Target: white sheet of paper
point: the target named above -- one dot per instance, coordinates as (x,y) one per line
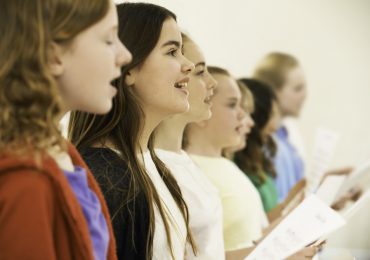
(361,203)
(325,143)
(311,220)
(330,187)
(359,177)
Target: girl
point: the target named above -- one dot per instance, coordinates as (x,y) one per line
(255,158)
(56,51)
(243,215)
(242,222)
(202,198)
(284,74)
(149,215)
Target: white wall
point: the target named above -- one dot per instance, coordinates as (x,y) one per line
(331,38)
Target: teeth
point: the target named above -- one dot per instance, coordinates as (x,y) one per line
(182,84)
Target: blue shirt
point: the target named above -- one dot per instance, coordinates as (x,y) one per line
(288,164)
(92,211)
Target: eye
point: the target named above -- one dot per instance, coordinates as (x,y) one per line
(233,105)
(173,52)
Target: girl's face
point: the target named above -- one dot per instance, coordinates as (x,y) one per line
(161,81)
(200,86)
(274,121)
(292,95)
(84,70)
(226,123)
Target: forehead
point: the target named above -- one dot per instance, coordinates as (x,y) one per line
(170,32)
(193,52)
(226,86)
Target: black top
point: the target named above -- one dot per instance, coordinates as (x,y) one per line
(114,179)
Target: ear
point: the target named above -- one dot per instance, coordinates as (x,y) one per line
(55,59)
(131,77)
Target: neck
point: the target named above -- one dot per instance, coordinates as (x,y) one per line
(200,144)
(169,133)
(152,120)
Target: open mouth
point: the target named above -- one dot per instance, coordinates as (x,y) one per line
(208,100)
(181,85)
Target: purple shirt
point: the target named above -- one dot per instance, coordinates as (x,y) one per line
(91,208)
(288,164)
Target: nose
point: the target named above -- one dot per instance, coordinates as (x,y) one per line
(211,82)
(187,66)
(250,120)
(241,113)
(123,56)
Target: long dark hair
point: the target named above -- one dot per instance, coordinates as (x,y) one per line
(256,157)
(140,26)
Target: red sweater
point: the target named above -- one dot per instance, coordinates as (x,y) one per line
(40,217)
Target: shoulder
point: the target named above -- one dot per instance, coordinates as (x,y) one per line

--

• WORK TASK:
Go through the material line by line and state how many lines hold "white", with no other words.

• ANSWER SECTION:
2